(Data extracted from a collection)

□ □ □ □ □

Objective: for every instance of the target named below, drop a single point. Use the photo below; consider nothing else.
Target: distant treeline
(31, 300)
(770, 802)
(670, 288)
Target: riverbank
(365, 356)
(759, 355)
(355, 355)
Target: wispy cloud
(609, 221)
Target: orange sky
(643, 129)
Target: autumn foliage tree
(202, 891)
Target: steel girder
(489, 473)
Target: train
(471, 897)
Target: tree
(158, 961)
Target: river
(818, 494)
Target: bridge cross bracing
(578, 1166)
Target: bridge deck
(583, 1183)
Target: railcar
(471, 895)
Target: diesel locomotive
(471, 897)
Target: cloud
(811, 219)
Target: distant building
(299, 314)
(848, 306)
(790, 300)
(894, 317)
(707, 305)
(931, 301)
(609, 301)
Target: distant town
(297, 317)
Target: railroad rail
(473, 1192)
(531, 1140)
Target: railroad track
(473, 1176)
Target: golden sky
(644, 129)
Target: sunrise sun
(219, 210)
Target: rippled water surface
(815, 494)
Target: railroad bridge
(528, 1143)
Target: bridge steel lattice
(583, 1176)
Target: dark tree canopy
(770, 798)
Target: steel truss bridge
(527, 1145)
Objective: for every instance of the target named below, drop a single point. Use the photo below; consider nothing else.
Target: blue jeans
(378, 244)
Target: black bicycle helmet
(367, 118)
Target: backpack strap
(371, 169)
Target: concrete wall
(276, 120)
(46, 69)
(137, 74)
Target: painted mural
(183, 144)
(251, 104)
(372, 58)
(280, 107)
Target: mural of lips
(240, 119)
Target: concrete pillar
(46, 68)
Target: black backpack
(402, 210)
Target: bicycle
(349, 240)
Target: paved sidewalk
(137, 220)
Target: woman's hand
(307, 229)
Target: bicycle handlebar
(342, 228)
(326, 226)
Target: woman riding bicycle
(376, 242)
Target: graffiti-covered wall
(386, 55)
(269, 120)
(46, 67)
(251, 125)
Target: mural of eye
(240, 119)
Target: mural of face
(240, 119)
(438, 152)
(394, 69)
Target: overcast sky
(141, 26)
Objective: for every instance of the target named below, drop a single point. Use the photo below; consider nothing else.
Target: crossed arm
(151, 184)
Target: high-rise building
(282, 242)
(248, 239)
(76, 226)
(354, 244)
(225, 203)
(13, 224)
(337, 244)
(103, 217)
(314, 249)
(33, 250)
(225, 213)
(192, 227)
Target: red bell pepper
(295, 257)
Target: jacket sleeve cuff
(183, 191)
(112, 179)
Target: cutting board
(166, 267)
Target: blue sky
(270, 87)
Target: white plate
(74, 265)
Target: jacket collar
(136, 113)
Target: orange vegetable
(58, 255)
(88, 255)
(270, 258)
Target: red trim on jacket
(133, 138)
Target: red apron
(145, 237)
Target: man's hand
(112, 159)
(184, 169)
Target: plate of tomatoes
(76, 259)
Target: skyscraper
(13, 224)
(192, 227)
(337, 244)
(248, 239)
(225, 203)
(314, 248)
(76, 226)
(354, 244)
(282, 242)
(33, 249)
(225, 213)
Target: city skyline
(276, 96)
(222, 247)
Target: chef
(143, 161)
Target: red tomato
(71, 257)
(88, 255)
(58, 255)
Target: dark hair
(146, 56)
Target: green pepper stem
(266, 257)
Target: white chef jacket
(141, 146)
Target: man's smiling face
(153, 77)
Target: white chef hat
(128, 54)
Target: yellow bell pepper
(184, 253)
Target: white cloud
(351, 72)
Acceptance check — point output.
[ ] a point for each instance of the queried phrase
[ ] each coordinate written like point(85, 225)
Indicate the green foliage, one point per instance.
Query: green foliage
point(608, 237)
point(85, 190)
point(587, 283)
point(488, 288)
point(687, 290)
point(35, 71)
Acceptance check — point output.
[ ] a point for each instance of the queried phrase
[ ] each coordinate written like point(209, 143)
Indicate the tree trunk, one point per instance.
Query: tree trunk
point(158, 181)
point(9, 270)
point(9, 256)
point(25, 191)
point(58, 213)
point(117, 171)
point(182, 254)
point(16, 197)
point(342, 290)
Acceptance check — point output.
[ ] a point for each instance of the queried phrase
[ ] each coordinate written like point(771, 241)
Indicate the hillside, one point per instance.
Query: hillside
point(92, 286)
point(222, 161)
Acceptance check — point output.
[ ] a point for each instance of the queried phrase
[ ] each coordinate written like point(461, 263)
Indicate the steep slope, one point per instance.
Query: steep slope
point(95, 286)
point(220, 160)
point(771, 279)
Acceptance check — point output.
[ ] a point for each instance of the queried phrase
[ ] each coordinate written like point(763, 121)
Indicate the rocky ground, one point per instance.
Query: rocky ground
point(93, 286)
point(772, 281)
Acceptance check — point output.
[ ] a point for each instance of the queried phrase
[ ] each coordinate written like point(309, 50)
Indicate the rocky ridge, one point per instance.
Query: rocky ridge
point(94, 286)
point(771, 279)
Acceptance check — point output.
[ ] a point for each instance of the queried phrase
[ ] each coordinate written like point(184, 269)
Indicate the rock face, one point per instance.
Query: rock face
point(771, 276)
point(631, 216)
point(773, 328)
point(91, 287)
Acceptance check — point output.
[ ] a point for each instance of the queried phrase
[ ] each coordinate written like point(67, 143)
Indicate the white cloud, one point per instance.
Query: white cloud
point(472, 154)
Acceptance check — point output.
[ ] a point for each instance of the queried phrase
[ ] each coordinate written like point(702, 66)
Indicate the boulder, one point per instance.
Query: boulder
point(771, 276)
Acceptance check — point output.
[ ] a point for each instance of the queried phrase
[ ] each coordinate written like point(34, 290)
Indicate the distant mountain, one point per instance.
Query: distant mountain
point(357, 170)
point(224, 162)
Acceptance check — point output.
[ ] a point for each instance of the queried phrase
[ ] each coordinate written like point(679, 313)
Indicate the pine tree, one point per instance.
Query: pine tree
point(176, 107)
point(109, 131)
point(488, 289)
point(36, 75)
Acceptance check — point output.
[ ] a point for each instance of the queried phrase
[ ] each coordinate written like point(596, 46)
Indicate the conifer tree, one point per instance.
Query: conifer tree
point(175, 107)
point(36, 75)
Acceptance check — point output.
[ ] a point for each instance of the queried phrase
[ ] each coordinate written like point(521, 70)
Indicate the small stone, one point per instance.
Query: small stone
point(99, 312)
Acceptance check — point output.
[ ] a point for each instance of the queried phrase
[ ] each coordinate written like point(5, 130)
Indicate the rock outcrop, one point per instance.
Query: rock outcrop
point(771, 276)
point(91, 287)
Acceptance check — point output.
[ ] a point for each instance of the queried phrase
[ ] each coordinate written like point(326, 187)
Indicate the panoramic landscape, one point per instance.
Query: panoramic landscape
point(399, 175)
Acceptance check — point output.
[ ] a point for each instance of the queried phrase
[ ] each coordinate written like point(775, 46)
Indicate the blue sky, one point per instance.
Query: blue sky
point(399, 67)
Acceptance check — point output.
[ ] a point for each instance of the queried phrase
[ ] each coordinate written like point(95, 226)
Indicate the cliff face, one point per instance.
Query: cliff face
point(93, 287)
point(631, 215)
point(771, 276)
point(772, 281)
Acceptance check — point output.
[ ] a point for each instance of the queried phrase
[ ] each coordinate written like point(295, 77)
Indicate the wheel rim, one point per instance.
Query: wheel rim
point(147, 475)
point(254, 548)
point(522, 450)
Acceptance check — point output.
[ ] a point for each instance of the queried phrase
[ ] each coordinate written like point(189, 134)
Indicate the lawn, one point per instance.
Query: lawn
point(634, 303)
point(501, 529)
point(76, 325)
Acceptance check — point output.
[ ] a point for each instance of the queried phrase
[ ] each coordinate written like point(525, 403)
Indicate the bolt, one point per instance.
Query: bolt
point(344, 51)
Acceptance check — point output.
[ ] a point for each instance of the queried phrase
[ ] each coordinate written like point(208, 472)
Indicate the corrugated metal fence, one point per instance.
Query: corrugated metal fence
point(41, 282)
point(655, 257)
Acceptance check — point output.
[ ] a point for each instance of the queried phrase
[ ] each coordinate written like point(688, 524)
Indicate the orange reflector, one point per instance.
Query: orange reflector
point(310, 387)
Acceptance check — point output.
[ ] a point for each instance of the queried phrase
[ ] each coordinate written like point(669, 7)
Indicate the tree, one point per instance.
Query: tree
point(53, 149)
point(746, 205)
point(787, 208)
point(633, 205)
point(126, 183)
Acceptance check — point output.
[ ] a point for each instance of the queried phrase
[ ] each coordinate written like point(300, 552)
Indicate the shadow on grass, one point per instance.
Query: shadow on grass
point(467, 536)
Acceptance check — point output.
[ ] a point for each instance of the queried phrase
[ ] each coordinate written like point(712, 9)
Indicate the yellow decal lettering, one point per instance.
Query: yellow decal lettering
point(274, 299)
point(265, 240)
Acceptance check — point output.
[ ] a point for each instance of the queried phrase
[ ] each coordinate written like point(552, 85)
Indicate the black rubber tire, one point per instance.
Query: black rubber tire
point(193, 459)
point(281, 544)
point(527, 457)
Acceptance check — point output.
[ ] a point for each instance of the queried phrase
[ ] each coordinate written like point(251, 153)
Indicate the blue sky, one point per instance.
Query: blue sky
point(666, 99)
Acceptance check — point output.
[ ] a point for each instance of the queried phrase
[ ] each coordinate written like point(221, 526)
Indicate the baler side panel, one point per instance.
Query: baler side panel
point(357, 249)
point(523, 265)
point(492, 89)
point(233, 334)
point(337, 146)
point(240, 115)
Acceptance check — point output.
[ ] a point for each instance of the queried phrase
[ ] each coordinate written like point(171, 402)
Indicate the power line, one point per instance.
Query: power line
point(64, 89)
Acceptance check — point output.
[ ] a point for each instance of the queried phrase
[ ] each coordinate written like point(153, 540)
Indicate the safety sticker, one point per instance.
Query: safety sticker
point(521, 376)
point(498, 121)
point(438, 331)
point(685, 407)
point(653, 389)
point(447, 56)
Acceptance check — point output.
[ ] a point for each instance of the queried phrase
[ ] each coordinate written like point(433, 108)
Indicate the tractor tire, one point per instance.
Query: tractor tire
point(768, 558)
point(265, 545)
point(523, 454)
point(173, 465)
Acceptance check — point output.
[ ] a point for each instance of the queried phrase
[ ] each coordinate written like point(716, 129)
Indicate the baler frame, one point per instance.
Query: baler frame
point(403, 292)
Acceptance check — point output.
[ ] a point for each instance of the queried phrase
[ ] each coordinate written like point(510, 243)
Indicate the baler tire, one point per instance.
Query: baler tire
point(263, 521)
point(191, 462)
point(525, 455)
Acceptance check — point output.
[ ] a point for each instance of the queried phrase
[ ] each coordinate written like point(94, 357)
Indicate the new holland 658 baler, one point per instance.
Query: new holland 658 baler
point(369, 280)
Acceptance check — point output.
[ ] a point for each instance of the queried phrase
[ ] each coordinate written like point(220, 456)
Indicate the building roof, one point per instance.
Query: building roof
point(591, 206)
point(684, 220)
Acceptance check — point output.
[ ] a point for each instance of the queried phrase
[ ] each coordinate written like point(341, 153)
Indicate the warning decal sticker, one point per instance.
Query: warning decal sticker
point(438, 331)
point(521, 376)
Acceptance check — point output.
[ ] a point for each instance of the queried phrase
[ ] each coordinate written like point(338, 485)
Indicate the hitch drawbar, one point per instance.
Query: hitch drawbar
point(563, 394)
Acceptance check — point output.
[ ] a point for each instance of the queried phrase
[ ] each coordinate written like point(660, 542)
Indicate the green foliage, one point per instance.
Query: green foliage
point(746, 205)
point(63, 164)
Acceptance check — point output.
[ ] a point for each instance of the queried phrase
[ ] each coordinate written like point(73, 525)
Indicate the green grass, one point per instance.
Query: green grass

□ □ □ □ □

▶ [ABOUT THIS EXERCISE]: The expected answer is an exact copy of the lines above, beginning at the line with "Indicate the wheel" and ending at the line with "Indicate the lawn, one point per instance.", with both ends in.

▶ [RESPONSE BELOW]:
Indicate the wheel rim, one point per instance.
Query: wheel rim
point(147, 475)
point(254, 548)
point(522, 450)
Acceptance check — point output.
[ ] a point for each instance of the queried phrase
[ ] each coordinate written like point(189, 134)
Indicate the lawn, one point per instance.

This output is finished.